Your answer must be an exact transcription of every entry.

### Data for analysis ###

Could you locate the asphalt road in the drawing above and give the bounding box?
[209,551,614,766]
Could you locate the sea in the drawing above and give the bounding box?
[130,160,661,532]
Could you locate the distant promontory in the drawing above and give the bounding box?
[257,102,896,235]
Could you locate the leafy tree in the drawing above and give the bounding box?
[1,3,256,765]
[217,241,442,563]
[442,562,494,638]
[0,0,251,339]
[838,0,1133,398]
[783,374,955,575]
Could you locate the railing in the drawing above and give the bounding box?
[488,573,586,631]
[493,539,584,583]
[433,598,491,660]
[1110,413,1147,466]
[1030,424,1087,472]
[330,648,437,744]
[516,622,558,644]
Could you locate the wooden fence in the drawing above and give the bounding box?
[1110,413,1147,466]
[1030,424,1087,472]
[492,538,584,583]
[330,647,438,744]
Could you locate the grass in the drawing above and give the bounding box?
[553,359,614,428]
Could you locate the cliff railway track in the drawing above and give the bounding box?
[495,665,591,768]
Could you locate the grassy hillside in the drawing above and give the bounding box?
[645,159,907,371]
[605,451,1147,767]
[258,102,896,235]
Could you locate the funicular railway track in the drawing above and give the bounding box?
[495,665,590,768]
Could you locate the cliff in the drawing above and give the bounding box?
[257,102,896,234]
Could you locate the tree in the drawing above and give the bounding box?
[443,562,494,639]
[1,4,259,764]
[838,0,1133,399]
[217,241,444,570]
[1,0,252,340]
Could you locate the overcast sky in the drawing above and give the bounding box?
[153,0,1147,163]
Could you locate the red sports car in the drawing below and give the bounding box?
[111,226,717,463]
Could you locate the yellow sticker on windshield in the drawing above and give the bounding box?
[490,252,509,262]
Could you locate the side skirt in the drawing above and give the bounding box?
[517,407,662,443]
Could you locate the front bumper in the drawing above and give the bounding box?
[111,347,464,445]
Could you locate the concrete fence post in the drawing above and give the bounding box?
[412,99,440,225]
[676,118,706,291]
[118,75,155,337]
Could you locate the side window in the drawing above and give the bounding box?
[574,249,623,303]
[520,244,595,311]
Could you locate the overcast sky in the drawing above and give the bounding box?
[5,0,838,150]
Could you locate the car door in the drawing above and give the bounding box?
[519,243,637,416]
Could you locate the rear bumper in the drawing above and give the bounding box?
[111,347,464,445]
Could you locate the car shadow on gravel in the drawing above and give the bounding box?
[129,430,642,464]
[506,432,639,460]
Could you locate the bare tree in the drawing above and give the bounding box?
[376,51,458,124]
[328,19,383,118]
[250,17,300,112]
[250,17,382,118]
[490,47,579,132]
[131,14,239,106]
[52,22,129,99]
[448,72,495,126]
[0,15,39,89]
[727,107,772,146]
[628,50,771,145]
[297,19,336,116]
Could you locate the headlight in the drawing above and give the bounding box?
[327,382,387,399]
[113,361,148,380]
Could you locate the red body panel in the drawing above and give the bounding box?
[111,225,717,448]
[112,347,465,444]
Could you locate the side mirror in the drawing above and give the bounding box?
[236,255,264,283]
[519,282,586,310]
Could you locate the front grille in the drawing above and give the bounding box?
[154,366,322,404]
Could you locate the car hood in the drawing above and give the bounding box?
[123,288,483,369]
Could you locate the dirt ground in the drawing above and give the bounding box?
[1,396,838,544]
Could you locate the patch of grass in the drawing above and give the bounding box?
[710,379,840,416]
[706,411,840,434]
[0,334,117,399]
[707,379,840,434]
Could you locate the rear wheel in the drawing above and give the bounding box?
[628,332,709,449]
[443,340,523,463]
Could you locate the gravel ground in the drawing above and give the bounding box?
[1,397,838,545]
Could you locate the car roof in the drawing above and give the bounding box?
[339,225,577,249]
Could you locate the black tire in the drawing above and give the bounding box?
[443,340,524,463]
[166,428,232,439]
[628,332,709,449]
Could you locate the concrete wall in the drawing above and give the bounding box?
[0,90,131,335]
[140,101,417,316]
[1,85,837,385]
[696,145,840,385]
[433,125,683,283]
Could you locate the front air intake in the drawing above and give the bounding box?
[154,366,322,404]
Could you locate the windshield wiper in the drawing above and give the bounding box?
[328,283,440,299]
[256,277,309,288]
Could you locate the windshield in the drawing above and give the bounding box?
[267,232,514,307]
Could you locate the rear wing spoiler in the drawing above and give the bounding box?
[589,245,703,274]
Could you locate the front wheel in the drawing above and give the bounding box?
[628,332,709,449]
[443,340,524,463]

###

▶ [Written response]
Could you locate the asphalt road in the drawing above and give the bounding box?
[209,551,614,766]
Could you locate the sea in the drawing above and give the bounding box?
[130,160,661,532]
Could you locate the distant promontory in the drawing above and give the bounding box?
[257,102,896,235]
Could you locate the leafy tree in the drawing above and give the bounding box?
[1,3,256,765]
[217,241,442,563]
[442,562,494,638]
[0,0,251,339]
[838,0,1133,398]
[783,374,955,575]
Could you locate the railing in the drawing above and give the bounding box?
[488,573,586,631]
[493,539,584,583]
[433,598,491,660]
[1110,413,1147,466]
[1030,424,1087,472]
[330,648,437,744]
[516,622,558,644]
Could you locate the wooden fence in the drawing above and give the bounding box?
[1110,413,1147,466]
[1030,424,1087,472]
[492,538,584,583]
[330,647,438,744]
Could you locate the grass in the drawing above and give the bounding box?
[553,359,614,428]
Could you locate the cliff railway track in the drawing above and give the bounding box?
[495,665,591,768]
Could you locate the grassy hillside in the drawing above and give the bounding box?
[645,159,907,371]
[605,451,1147,767]
[258,102,896,235]
Could you locate the funicular railway track in the drawing above and give the bounding box?
[495,665,590,768]
Could you locate the cliff in the drawing above and give the bounding box?
[257,102,896,234]
Could you locate the tree in the drawing above and give the bounding box?
[443,562,494,639]
[1,4,259,764]
[838,0,1133,399]
[217,241,444,570]
[1,0,252,340]
Could you locate the overcast sky in the drawing above and give the bounding box?
[153,0,1147,163]
Could you locate the red sports car in the drawing below and give the bounding box?
[111,226,717,463]
Could you locate the yellow sticker on windshield in the drawing above and give the bounding box?
[490,252,509,262]
Could you locate the side skirt in the drawing above and give the bounding box?
[517,407,662,443]
Could you locate the front bumper in the drawing above and give the bounding box?
[111,347,464,445]
Could you locate the concrete fence post in the drawing above and give the bounding box?
[412,99,440,225]
[676,118,706,291]
[118,75,155,337]
Could you locate the side window in the drawing above and give the bounding box?
[574,249,623,303]
[520,244,595,311]
Could you locate the overcast sky in the drawing above and give the bounding box?
[5,0,838,150]
Could you locate the car door in the drawing above and give the bounding box?
[519,243,637,416]
Could you locate the rear bumper in the drawing above and give the bounding box?
[111,347,464,445]
Could you locate the car shadow on gravel in the drawing above and give the bounding box?
[129,430,642,464]
[506,432,639,460]
Could you locate the bare tree in the drawing above and give the bounding box?
[376,51,458,124]
[328,19,383,118]
[250,17,300,112]
[250,17,382,118]
[490,47,579,132]
[131,14,239,106]
[52,22,129,99]
[448,72,495,126]
[0,15,39,89]
[727,107,772,146]
[628,50,771,145]
[297,19,336,116]
Could you locate the headlight in the drawing above and give the bounding box?
[327,382,387,399]
[113,361,148,380]
Could you locate the red body panel in the drawing above and give the bounding box?
[111,225,717,448]
[112,347,465,444]
Could you locate the side mirror in the drawing above and give the bounding box?
[236,255,264,283]
[519,282,586,310]
Could you locate the front grille in the drawing above and give the bounding box?
[154,366,322,404]
Could you locate the car hood in the drawing above and give the bounding box?
[123,288,483,369]
Could you locate the dirt ground in the drawing above and give the bounding box?
[1,396,838,544]
Could you locate the patch of grass in the drawing above and give the bounding box?
[710,379,840,416]
[706,411,840,434]
[0,334,117,399]
[707,379,840,434]
Could you locate the rear wheel in the drawing above and give the bounding box?
[628,332,709,449]
[443,340,523,463]
Could you locate the gravel ground in the drawing above and give the bounding box?
[1,397,838,545]
Could you locate the car roof in the drawing above and give the bounding box?
[339,225,577,249]
Could you locate the black tire in the drawing above and give the bounding box?
[443,340,524,463]
[166,428,232,439]
[628,332,709,449]
Could you locate the concrete wall in the drawing above and give the bounding box?
[0,90,131,335]
[140,101,417,316]
[1,85,837,385]
[696,145,840,385]
[433,125,683,283]
Could you locate the front air intake in the drawing above and give the bounding box?
[154,366,322,404]
Could you locate the windshield wiper in the drawing above and give the bounding box?
[328,283,440,299]
[256,277,309,288]
Could you locate the windshield in the drawing above and give the bounding box?
[267,232,514,307]
Could you locate the rear wing spoiler in the drawing above and give the bounding box?
[589,245,703,274]
Could you locate the front wheel in the drawing above and give the bounding box?
[628,332,709,449]
[443,340,524,463]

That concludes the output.